What to produce: Rewrite all of the rows below as a numbered list, skipping any blank lines and leaving the pictures out.

[Entries from a dataset]
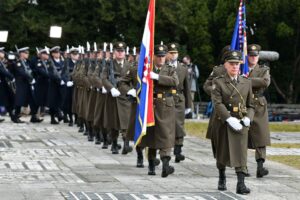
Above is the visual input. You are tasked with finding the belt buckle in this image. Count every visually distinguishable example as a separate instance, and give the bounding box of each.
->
[232,107,239,112]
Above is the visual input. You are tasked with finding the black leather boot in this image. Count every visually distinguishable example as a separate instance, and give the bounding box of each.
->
[218,169,227,191]
[174,145,185,163]
[236,172,250,194]
[122,138,132,155]
[30,115,44,123]
[154,158,160,166]
[64,114,70,123]
[111,139,119,154]
[83,123,90,135]
[136,146,144,168]
[56,111,64,122]
[88,128,94,142]
[161,156,175,178]
[50,114,59,124]
[95,130,102,144]
[102,131,108,149]
[148,160,156,176]
[256,159,269,178]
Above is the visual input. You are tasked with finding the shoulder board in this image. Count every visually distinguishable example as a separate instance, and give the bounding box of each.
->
[259,65,270,69]
[240,76,249,79]
[216,75,224,79]
[213,65,223,69]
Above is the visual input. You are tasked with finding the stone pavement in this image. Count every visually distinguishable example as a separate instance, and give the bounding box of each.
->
[0,117,300,200]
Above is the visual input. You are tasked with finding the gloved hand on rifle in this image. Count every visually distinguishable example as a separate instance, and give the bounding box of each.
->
[110,88,121,97]
[127,88,136,97]
[67,81,74,87]
[226,117,243,131]
[60,80,66,85]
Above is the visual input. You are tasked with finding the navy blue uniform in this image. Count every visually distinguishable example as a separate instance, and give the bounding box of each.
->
[14,60,37,115]
[35,59,49,107]
[48,58,66,123]
[63,58,75,116]
[0,61,15,117]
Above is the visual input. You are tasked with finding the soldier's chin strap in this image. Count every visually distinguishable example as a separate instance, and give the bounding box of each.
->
[230,83,247,118]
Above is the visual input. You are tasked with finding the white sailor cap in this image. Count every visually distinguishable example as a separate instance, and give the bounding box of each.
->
[50,46,60,53]
[18,47,29,53]
[39,47,50,54]
[69,47,80,54]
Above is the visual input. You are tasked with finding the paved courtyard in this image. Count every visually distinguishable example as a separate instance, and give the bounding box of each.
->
[0,117,300,200]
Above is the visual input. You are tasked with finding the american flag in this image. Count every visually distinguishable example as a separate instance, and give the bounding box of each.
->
[231,0,249,76]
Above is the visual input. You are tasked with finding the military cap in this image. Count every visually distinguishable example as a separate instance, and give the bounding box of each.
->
[17,47,29,53]
[114,42,126,51]
[69,47,79,54]
[50,46,60,53]
[39,47,50,54]
[221,45,231,62]
[248,44,261,56]
[168,42,179,53]
[154,44,168,56]
[224,50,243,63]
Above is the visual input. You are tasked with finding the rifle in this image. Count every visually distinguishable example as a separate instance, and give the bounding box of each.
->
[108,43,118,87]
[0,61,16,94]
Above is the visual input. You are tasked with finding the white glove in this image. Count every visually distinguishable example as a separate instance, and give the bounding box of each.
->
[184,108,192,115]
[60,80,66,85]
[110,88,121,97]
[127,88,136,97]
[150,72,159,80]
[226,117,243,131]
[242,117,250,127]
[102,86,107,94]
[67,81,74,87]
[30,79,35,85]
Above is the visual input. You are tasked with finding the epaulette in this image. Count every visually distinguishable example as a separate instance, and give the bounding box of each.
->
[16,61,22,67]
[216,75,224,79]
[36,60,42,67]
[259,65,270,69]
[240,76,249,79]
[213,65,223,69]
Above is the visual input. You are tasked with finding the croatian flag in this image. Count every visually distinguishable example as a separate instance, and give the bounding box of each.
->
[231,0,249,76]
[134,0,155,145]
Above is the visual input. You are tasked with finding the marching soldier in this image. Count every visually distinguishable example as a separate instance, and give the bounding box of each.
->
[248,44,271,178]
[70,46,85,132]
[103,42,132,154]
[211,51,254,194]
[120,47,160,168]
[85,49,98,141]
[0,47,17,122]
[78,47,94,137]
[203,45,230,144]
[140,45,179,177]
[168,43,192,163]
[35,48,49,111]
[120,54,144,164]
[63,48,79,126]
[92,47,108,146]
[48,46,66,124]
[14,47,43,123]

Final result:
1. Above is the visual input. You are tasked with finding the belt buckle in this image. Count every visually distinguishable example as a separate instance, and give the bounding box of each.
2. ->
3. [232,107,239,112]
4. Above is the visual input. You are tasked with finding the black leather boot in this image. Count every visually distinguishable example as a separate instance, and give the bounding box of each.
5. ->
6. [218,169,227,191]
7. [174,145,185,163]
8. [236,172,250,194]
9. [122,138,132,155]
10. [30,115,44,123]
11. [154,158,160,166]
12. [64,114,70,123]
13. [111,139,119,154]
14. [83,123,90,135]
15. [136,146,144,168]
16. [56,111,64,122]
17. [88,128,94,142]
18. [161,156,175,178]
19. [50,114,59,124]
20. [95,130,102,144]
21. [102,131,108,149]
22. [148,160,156,176]
23. [256,159,269,178]
24. Above is the visual input. You are tasked with finding the shoulder board in this image. Count every visually distinguishable example as a separate instance, and give the bounding box of each.
25. ->
26. [259,65,270,69]
27. [240,76,249,79]
28. [216,75,224,79]
29. [213,65,223,69]
30. Above is the visual input. You are tasked with finding the stone pavement in this image. Count every visually distinguishable example as a separate instance, and give the bounding box of each.
31. ->
32. [0,117,300,200]
33. Above is the visual input. You are tasked with finding the gloved hand on rifle in this image. Count every visually distinguishable example as a separate instance, and give the bounding box of each.
34. ->
35. [110,88,121,97]
36. [127,88,136,97]
37. [67,81,74,87]
38. [226,117,243,131]
39. [60,80,66,85]
40. Above is the visual input. You are tasked with finding the navy blue uniform in this image. Count every visually distinguishable example as a separate instance, and give the bounding box of each.
41. ->
42. [14,60,37,115]
43. [35,59,49,107]
44. [48,58,66,123]
45. [63,58,75,116]
46. [0,61,15,117]
47. Above is the visual input. You are tasked with finding the soldier's chin strap in this image. Count every visually distinguishable example as a separate instance, and give the bounding box of each.
48. ->
49. [230,83,247,118]
50. Above is the visual input. You are tasked with finding the white sailor cap in this image. Count every visually distinguishable example as a separate instance, and give the bounding box of each.
51. ->
52. [50,46,60,53]
53. [18,47,29,53]
54. [39,47,50,54]
55. [69,47,80,54]
56. Above is the visual input. You are tasked with finding the paved courtyard in this image. Count every visually distinguishable example as a separate instance, and give the bounding box of each.
57. ->
58. [0,117,300,200]
59. Above is the visual input. You are tasked with finding the american flag in this image. Count every visually distinguishable example as a separate instance, and give the bounding box of each.
60. ->
61. [231,0,249,76]
62. Above is the visual input. You are tasked with finding the military cap in this image. Count every visually distinguishable example as a separate instance, and give the bounding box of each.
63. ->
64. [17,47,29,53]
65. [114,42,126,51]
66. [69,47,79,54]
67. [50,46,60,53]
68. [39,47,50,54]
69. [221,45,231,62]
70. [248,44,261,56]
71. [168,42,179,53]
72. [154,44,168,56]
73. [224,50,243,63]
74. Above is the visual input. You are tasked with finding the rifle in this image. Count every visually distinguishable example as a separate instance, and give the bounding box of each.
75. ->
76. [108,43,118,87]
77. [0,61,16,94]
78. Above is the visual input. You are tasked with finding the white glove in this image. Count every visually distinguishable example as a separate instance, and give the bounding box of each.
79. ->
80. [184,108,192,115]
81. [60,80,66,85]
82. [110,88,121,97]
83. [127,88,136,97]
84. [150,72,159,80]
85. [226,117,243,131]
86. [242,117,250,127]
87. [102,86,107,94]
88. [67,81,74,87]
89. [30,79,35,85]
90. Above is the visual input. You are tasked with finding the epaulette in this image. Count every visually distinguishable example as a separate instance, and give the bounding box of each.
91. ->
92. [16,61,22,67]
93. [216,75,224,79]
94. [36,60,42,67]
95. [259,65,270,69]
96. [240,76,249,79]
97. [213,65,223,69]
98. Above is the visual input. You are tasked with finding the croatian flag in this image. Count every visually distinguishable example as a separate instance, and give the bounding box of each.
99. ->
100. [231,0,249,76]
101. [134,0,155,145]
102. Above is the visual input. You are tasked with finding the marching soldier in this image. Count every visually distinguishable example as a separate instance, and give the bounding box of each.
103. ->
104. [248,44,271,178]
105. [70,46,85,132]
106. [103,42,132,154]
107. [211,51,254,194]
108. [120,47,160,168]
109. [85,49,98,141]
110. [0,47,17,122]
111. [78,47,94,137]
112. [203,45,230,144]
113. [140,45,179,177]
114. [168,43,192,163]
115. [35,48,49,111]
116. [120,54,144,164]
117. [63,48,79,126]
118. [92,47,108,146]
119. [48,46,66,124]
120. [14,47,43,123]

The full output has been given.